═════ Data lines
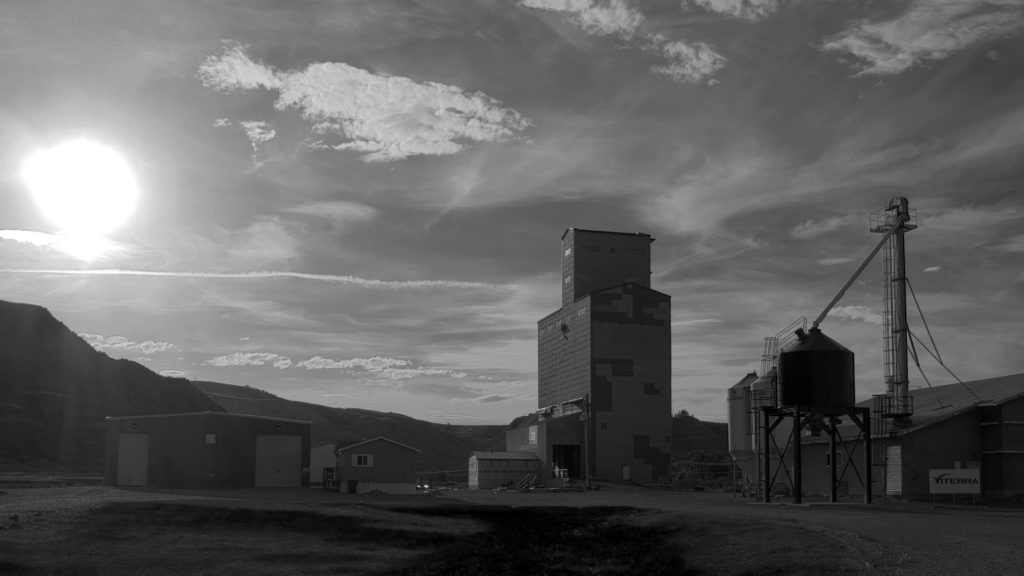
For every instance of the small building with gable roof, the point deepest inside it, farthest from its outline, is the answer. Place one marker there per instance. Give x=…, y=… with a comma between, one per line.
x=378, y=463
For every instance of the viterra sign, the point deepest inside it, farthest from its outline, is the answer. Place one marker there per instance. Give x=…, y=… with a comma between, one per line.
x=962, y=481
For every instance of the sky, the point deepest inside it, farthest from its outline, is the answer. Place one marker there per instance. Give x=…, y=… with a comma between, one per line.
x=360, y=203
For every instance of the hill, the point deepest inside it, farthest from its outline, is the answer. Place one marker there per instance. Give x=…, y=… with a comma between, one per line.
x=442, y=447
x=57, y=391
x=695, y=440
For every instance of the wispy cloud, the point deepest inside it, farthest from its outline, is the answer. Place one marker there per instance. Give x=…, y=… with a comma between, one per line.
x=929, y=30
x=388, y=368
x=969, y=217
x=834, y=261
x=752, y=10
x=695, y=322
x=862, y=314
x=407, y=373
x=250, y=359
x=339, y=211
x=386, y=117
x=492, y=398
x=120, y=343
x=813, y=229
x=687, y=63
x=83, y=247
x=366, y=282
x=1015, y=244
x=597, y=17
x=258, y=132
x=375, y=364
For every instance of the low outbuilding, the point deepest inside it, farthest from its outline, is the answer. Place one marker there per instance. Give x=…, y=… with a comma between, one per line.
x=495, y=469
x=323, y=460
x=379, y=463
x=207, y=450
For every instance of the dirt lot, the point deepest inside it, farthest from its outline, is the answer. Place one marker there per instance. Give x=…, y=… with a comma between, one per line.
x=46, y=528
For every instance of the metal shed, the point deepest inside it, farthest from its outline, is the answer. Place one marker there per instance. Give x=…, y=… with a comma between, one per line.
x=207, y=450
x=379, y=463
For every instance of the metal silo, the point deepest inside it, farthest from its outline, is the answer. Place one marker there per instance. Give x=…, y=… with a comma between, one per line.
x=816, y=371
x=740, y=447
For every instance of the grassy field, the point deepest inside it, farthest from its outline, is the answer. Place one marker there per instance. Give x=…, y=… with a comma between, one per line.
x=167, y=537
x=52, y=529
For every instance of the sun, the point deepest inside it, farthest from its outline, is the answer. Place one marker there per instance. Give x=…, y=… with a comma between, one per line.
x=83, y=187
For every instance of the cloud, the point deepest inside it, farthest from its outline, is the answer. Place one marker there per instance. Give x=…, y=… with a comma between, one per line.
x=862, y=314
x=375, y=364
x=365, y=282
x=1015, y=244
x=812, y=229
x=929, y=30
x=250, y=359
x=610, y=17
x=696, y=322
x=969, y=217
x=448, y=416
x=258, y=132
x=752, y=10
x=122, y=343
x=492, y=398
x=834, y=260
x=687, y=63
x=80, y=246
x=337, y=211
x=386, y=117
x=407, y=373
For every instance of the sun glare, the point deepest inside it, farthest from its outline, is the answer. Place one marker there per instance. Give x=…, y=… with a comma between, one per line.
x=84, y=188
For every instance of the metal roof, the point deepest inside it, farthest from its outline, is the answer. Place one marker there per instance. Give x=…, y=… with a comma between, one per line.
x=349, y=447
x=744, y=382
x=940, y=403
x=638, y=234
x=933, y=405
x=506, y=456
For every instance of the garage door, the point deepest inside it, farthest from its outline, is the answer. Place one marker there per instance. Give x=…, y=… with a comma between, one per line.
x=279, y=461
x=133, y=459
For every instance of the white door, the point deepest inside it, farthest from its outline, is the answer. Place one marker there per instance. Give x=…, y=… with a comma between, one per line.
x=894, y=470
x=133, y=459
x=279, y=461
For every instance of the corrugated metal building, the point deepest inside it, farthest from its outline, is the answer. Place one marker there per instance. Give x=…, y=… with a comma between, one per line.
x=379, y=463
x=979, y=424
x=321, y=457
x=494, y=469
x=207, y=450
x=610, y=343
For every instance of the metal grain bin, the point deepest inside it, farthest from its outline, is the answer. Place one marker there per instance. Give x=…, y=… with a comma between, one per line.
x=817, y=371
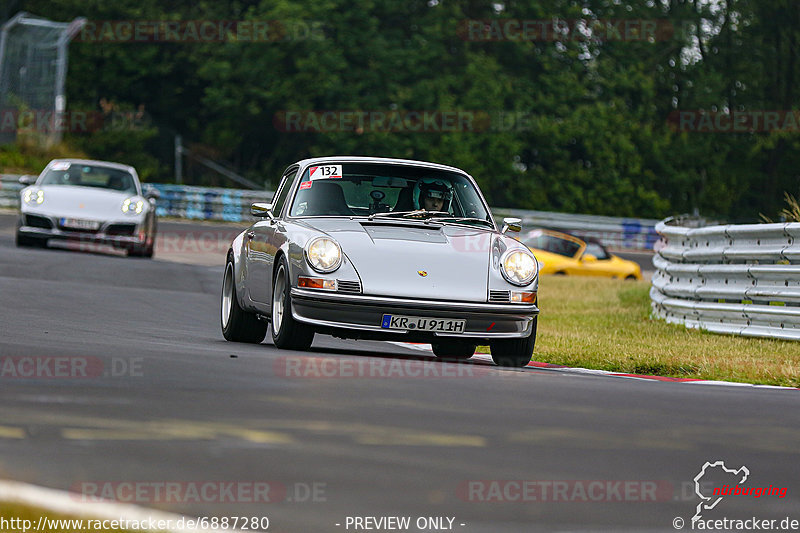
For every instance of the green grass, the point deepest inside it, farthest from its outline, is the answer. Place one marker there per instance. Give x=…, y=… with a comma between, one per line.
x=28, y=156
x=605, y=324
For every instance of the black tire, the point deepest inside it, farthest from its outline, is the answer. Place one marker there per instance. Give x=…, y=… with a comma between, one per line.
x=454, y=351
x=287, y=333
x=24, y=241
x=145, y=250
x=514, y=352
x=237, y=324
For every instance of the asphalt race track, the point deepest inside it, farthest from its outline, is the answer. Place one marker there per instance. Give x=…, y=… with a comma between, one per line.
x=393, y=433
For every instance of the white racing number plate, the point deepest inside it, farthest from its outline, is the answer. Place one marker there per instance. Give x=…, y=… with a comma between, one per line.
x=76, y=223
x=443, y=325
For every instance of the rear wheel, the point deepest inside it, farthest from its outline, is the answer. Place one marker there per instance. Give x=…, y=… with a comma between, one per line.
x=237, y=324
x=457, y=351
x=287, y=333
x=514, y=352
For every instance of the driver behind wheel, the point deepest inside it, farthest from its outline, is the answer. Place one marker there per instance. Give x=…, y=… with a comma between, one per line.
x=433, y=194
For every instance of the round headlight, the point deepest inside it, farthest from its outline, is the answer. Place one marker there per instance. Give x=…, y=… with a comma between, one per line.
x=33, y=196
x=519, y=267
x=133, y=205
x=324, y=254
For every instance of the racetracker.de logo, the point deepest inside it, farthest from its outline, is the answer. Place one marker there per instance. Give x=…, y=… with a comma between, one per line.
x=736, y=122
x=141, y=492
x=69, y=367
x=565, y=490
x=303, y=367
x=200, y=31
x=566, y=30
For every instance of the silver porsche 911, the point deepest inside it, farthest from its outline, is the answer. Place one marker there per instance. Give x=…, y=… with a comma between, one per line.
x=88, y=201
x=387, y=249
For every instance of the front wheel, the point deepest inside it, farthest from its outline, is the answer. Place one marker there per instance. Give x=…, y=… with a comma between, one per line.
x=514, y=352
x=237, y=324
x=287, y=333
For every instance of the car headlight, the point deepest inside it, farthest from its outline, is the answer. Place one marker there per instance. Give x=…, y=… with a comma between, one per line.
x=519, y=267
x=133, y=206
x=324, y=254
x=33, y=196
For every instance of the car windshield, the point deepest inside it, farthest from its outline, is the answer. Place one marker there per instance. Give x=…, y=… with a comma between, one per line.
x=551, y=243
x=89, y=176
x=382, y=190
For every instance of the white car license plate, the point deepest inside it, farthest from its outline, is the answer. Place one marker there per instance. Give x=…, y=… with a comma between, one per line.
x=443, y=325
x=76, y=223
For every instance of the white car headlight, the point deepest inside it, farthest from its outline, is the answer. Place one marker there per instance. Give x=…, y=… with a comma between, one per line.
x=519, y=267
x=324, y=254
x=133, y=206
x=33, y=196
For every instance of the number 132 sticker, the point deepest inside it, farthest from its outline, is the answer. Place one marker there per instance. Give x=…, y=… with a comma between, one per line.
x=325, y=172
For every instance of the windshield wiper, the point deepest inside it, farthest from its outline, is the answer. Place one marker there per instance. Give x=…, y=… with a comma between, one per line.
x=417, y=214
x=464, y=219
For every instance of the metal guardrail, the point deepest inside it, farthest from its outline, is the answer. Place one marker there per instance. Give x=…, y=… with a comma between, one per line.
x=198, y=203
x=205, y=203
x=734, y=279
x=233, y=205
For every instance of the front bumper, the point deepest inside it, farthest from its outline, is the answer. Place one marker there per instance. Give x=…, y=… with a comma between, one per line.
x=120, y=233
x=359, y=316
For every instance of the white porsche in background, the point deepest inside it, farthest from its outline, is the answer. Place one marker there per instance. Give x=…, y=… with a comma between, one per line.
x=88, y=201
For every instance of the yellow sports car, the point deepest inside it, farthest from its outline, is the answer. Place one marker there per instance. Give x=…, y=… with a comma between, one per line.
x=560, y=253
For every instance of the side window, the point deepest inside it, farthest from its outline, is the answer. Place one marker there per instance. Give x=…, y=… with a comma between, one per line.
x=283, y=192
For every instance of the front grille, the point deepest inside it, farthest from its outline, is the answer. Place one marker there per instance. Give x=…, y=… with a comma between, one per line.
x=76, y=230
x=35, y=221
x=499, y=296
x=121, y=229
x=349, y=286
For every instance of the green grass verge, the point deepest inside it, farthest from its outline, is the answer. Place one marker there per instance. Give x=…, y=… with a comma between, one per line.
x=27, y=156
x=605, y=324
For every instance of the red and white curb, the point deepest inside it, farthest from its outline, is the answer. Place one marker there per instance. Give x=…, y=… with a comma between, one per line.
x=573, y=370
x=69, y=504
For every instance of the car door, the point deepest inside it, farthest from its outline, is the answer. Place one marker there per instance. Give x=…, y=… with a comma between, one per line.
x=261, y=247
x=600, y=265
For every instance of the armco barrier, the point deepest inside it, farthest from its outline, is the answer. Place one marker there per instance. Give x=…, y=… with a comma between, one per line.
x=742, y=279
x=614, y=232
x=204, y=203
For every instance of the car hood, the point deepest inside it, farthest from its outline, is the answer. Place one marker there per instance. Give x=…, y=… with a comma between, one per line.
x=550, y=262
x=415, y=260
x=82, y=202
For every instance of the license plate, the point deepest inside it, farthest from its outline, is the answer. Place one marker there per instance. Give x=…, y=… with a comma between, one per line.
x=443, y=325
x=76, y=223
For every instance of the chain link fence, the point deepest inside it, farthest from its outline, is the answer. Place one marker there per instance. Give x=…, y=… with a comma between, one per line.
x=33, y=69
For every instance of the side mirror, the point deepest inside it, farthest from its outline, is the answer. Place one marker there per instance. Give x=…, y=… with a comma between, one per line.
x=261, y=210
x=512, y=224
x=151, y=193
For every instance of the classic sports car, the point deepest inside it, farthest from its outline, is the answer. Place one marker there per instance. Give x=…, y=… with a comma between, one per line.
x=561, y=253
x=88, y=201
x=387, y=249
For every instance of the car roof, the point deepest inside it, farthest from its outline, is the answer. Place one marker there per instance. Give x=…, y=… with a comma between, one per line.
x=380, y=160
x=94, y=162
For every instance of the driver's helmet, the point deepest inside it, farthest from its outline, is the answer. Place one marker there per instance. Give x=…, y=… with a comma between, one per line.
x=435, y=187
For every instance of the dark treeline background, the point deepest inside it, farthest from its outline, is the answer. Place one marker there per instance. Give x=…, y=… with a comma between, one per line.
x=598, y=139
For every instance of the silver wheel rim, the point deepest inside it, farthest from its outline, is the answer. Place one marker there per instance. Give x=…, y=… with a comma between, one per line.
x=227, y=295
x=278, y=295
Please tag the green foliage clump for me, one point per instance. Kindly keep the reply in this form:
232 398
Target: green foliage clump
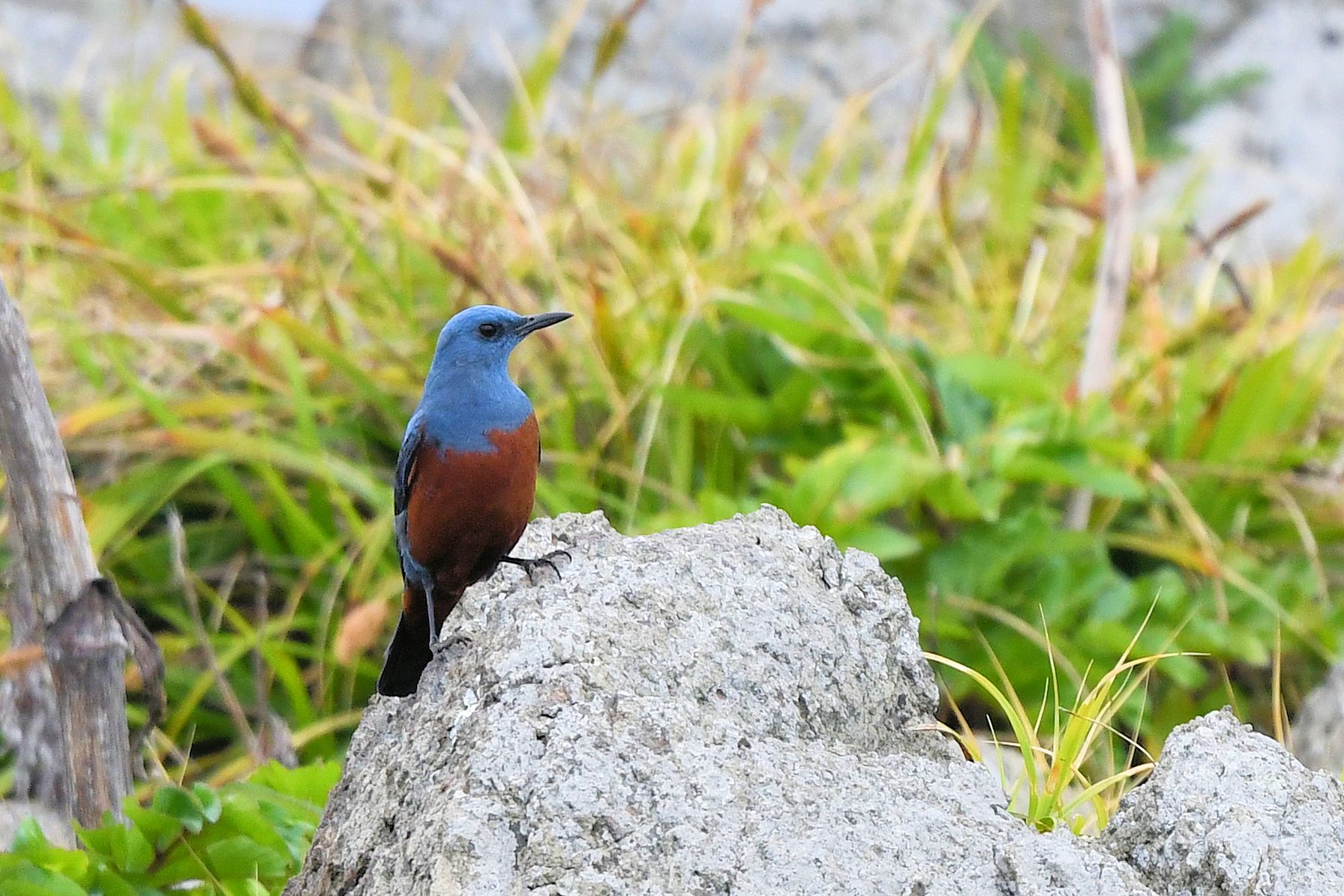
234 320
245 838
1162 89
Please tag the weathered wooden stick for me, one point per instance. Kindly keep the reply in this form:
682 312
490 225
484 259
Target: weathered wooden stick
1113 268
85 646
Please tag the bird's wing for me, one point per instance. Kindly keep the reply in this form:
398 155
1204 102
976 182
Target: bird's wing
406 465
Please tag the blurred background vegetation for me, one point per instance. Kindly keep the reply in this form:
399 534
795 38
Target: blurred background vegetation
232 309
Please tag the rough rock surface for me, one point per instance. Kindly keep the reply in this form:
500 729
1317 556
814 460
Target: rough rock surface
1318 728
1228 812
730 709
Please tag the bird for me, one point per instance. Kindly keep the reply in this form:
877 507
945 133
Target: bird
465 480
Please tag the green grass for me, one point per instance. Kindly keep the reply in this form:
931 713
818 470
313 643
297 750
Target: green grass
234 322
══════════
What to work on: Retype, exactly and only, the lines running from the one with "Please tag the weathered" through the final line of the listing above.

Solution to this task:
Please tag the weathered wooden stick for me, one point per instance. Kindly keep the reply in this form:
682 312
490 225
484 259
Target: weathered wooden stick
1113 268
85 646
Please tag the bird's wing for me, one point per instance. Kindly keep the reply in this form:
398 155
1204 102
976 182
Target: bird's wing
406 465
Please tag the blurred background vegetation for me, one point per instance. Kindly keep the reply in this form:
399 534
795 38
Target: blurred background vegetation
232 309
Please tag the rough rock surface for me, one point per instance. Kindly keep the reply in this form:
500 729
1317 556
814 460
Target: rough rock surface
1318 728
1228 812
730 709
Please tag the bird for me, one point per instance. Kindly keep the reply in this form:
877 507
945 133
Target: bird
465 480
Please tag the green grass for me, one point per instance. Kindly keep the reply in this form:
931 713
818 470
313 643
297 750
Target: green grass
234 322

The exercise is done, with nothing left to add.